→ The problem:
Please continue the passage on pediatric abdominal imaging from its final sentence.
---------- Selected extract ----------
Abdominal imaging is commonly required in pediatric patients due to the wide range of etiologies causing abdominal presentations in these patients and the need for prompt and accurate diagnosis. The range of modalities used in pediatric abdominal imaging is constantly changing as clinicians increasingly use a variety of complementary modalities to arrive at an accurate diagnosis. For instance, sonography, which is commonly used in pediatric patients if initial studies such as radiography are inconclusive, is often key to arriving at a definitive diagnosis and rapidly determining the urgency of the patient's condition. Through a series of case studies, this article will review common pediatric abdominal pathologies and the imaging studies, including radiography, sonography, and computed tomography, required for accurate diagnosis and treatment. In addition, an interview with our Editor-In-Chief, M. Robert DeJong, Jr, RDMS, RDCS, RVT, provides helpful insights and tips for imaging pediatric patients.
---------- Given data ----------
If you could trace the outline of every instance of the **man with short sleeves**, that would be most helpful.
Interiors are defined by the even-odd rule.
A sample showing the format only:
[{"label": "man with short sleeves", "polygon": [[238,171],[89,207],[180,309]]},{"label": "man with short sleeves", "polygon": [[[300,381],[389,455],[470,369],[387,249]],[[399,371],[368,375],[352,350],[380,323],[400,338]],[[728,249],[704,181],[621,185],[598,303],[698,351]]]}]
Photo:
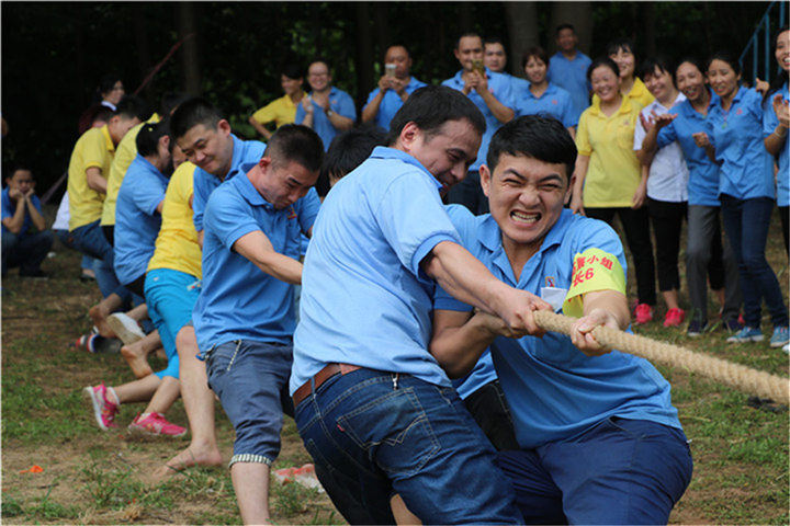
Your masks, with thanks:
[{"label": "man with short sleeves", "polygon": [[[392,524],[398,493],[425,524],[514,524],[493,448],[427,351],[436,283],[539,333],[548,308],[458,244],[440,193],[463,180],[485,129],[469,98],[417,90],[379,147],[327,195],[302,281],[291,395],[302,439],[340,513]],[[331,477],[323,478],[328,472]]]},{"label": "man with short sleeves", "polygon": [[385,72],[379,79],[379,87],[368,95],[362,108],[362,122],[375,123],[384,130],[390,129],[390,122],[403,103],[417,89],[426,85],[421,80],[411,77],[411,55],[406,46],[390,46],[384,55]]},{"label": "man with short sleeves", "polygon": [[35,195],[33,173],[16,168],[2,191],[2,275],[10,266],[20,267],[22,277],[46,277],[41,264],[52,248],[52,230]]},{"label": "man with short sleeves", "polygon": [[512,89],[510,80],[501,73],[488,68],[478,68],[483,60],[483,39],[479,35],[467,33],[455,44],[455,58],[462,69],[454,77],[442,82],[442,85],[462,92],[474,102],[483,113],[486,129],[483,134],[477,160],[470,167],[467,176],[448,194],[448,203],[464,205],[473,214],[484,214],[488,204],[479,186],[479,165],[488,151],[488,142],[494,133],[504,123],[510,121],[512,110]]},{"label": "man with short sleeves", "polygon": [[624,330],[625,254],[605,222],[564,208],[576,148],[563,125],[503,126],[481,169],[490,215],[452,207],[462,243],[504,283],[579,318],[572,335],[518,338],[437,290],[431,353],[450,376],[490,347],[520,448],[500,451],[526,524],[666,524],[691,480],[669,384],[645,359],[601,348]]},{"label": "man with short sleeves", "polygon": [[136,137],[137,156],[126,170],[115,206],[115,274],[119,282],[144,296],[145,273],[161,226],[172,146],[169,125],[146,123]]},{"label": "man with short sleeves", "polygon": [[[230,474],[245,524],[269,522],[269,470],[280,451],[302,281],[301,235],[318,214],[324,149],[305,126],[278,129],[205,208],[203,290],[193,321],[208,384],[236,430]],[[282,404],[284,402],[284,405]]]},{"label": "man with short sleeves", "polygon": [[510,89],[514,99],[518,99],[521,91],[529,88],[529,81],[521,77],[516,77],[505,71],[507,66],[507,53],[505,44],[498,36],[489,36],[483,42],[483,65],[496,73],[501,73],[510,79]]},{"label": "man with short sleeves", "polygon": [[324,151],[329,149],[331,139],[343,129],[353,126],[357,108],[351,95],[331,85],[329,65],[316,60],[307,68],[309,96],[302,99],[296,108],[296,124],[313,128],[324,142]]},{"label": "man with short sleeves", "polygon": [[571,93],[575,118],[578,121],[582,112],[589,106],[591,88],[587,81],[587,68],[592,60],[576,48],[578,37],[572,24],[557,25],[554,37],[557,53],[549,64],[549,81]]}]

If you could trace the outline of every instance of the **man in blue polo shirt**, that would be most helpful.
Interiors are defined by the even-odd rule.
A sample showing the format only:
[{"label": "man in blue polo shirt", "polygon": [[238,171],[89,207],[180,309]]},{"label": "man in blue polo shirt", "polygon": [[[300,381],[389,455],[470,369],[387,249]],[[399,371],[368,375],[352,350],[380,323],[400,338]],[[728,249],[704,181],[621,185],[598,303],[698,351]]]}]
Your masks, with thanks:
[{"label": "man in blue polo shirt", "polygon": [[576,48],[578,37],[572,24],[557,25],[555,42],[557,53],[551,57],[549,64],[549,82],[557,84],[571,93],[575,112],[574,118],[578,121],[582,112],[589,106],[591,88],[587,81],[587,68],[592,60]]},{"label": "man in blue polo shirt", "polygon": [[284,125],[263,157],[222,184],[205,208],[203,289],[193,321],[208,382],[236,430],[230,473],[245,524],[269,521],[269,469],[280,451],[291,373],[301,233],[318,214],[324,149]]},{"label": "man in blue polo shirt", "polygon": [[512,90],[510,80],[501,73],[484,68],[485,75],[481,75],[478,66],[483,60],[483,39],[479,35],[475,33],[462,35],[455,44],[455,58],[462,69],[454,77],[442,82],[442,85],[461,91],[474,102],[485,117],[486,130],[483,134],[477,160],[470,167],[466,179],[450,191],[448,203],[464,205],[473,214],[484,214],[488,210],[488,203],[479,186],[479,165],[488,151],[488,142],[494,132],[515,115]]},{"label": "man in blue polo shirt", "polygon": [[[327,195],[307,249],[291,395],[305,447],[339,511],[392,524],[398,493],[425,524],[514,524],[494,449],[427,350],[435,283],[540,331],[549,308],[458,244],[440,193],[466,175],[485,119],[447,87],[417,90],[387,137]],[[319,471],[320,468],[320,471]]]},{"label": "man in blue polo shirt", "polygon": [[35,195],[33,173],[16,168],[2,191],[2,275],[9,266],[20,267],[20,276],[46,277],[41,264],[52,248],[52,230]]},{"label": "man in blue polo shirt", "polygon": [[[263,157],[266,145],[237,138],[219,110],[199,98],[184,102],[173,112],[170,129],[187,160],[195,164],[193,222],[198,231],[198,242],[202,244],[203,215],[212,192],[223,181],[227,182],[246,173],[244,167],[258,162]],[[198,340],[191,323],[178,332],[176,347],[179,355],[181,397],[184,400],[192,439],[189,447],[168,460],[157,472],[159,477],[194,465],[213,466],[221,458],[214,430],[214,396],[207,387],[205,364],[196,358]]]},{"label": "man in blue polo shirt", "polygon": [[411,77],[411,55],[406,46],[390,46],[384,55],[384,68],[386,71],[379,79],[379,87],[371,91],[362,108],[362,122],[373,121],[386,132],[395,112],[400,110],[415,90],[426,83]]},{"label": "man in blue polo shirt", "polygon": [[172,145],[167,121],[144,124],[136,137],[137,156],[126,170],[115,205],[115,275],[138,296],[161,227],[165,192],[172,173]]},{"label": "man in blue polo shirt", "polygon": [[296,107],[296,124],[315,129],[324,142],[324,151],[329,149],[331,139],[343,129],[353,126],[357,108],[351,95],[331,85],[329,65],[316,60],[307,68],[308,96],[302,99]]},{"label": "man in blue polo shirt", "polygon": [[490,215],[451,207],[463,245],[508,285],[580,317],[572,336],[512,338],[496,317],[437,291],[431,353],[450,376],[490,353],[520,449],[497,465],[527,524],[666,524],[691,479],[669,384],[590,331],[625,329],[625,254],[605,222],[563,208],[576,147],[562,123],[503,126],[481,168]]}]

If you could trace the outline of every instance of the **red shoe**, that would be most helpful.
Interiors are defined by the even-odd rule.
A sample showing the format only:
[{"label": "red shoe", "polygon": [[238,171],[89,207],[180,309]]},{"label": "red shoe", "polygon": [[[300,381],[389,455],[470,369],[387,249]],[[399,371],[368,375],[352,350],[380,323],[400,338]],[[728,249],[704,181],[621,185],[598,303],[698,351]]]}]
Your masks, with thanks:
[{"label": "red shoe", "polygon": [[669,309],[664,317],[664,327],[680,327],[686,319],[686,311],[682,309]]},{"label": "red shoe", "polygon": [[634,309],[634,323],[642,325],[653,321],[653,307],[647,304],[639,304]]}]

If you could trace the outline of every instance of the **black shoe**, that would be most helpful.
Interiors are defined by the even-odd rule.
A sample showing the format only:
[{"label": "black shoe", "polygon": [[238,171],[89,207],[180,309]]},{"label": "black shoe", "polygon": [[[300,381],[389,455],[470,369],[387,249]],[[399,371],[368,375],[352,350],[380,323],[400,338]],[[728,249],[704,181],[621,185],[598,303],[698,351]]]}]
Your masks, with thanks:
[{"label": "black shoe", "polygon": [[20,277],[31,277],[33,279],[49,279],[49,274],[36,268],[35,271],[23,271],[20,268]]}]

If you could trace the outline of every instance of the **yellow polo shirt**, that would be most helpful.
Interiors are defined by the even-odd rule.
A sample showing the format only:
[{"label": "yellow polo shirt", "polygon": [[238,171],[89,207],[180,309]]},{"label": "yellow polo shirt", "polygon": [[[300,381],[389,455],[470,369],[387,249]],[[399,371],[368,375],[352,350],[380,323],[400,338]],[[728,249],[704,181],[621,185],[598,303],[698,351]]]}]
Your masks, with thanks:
----------
→ Answer to this task:
After reading this article, the participant should be able to:
- Identify pediatric abdominal pathologies commonly encountered in clinical practice.
- Describe the visual appearance of various pediatric abdominal tumors upon imaging with radiography, sonography, or computed tomography, including nephroblastoma, hepatoblastoma, and hepatocellular carcinoma.
- Understand common abdominal imaging findings in nonmalignant pediatric abdominal presentations, including acute appendicitis, intussusception, and pyloric stenosis.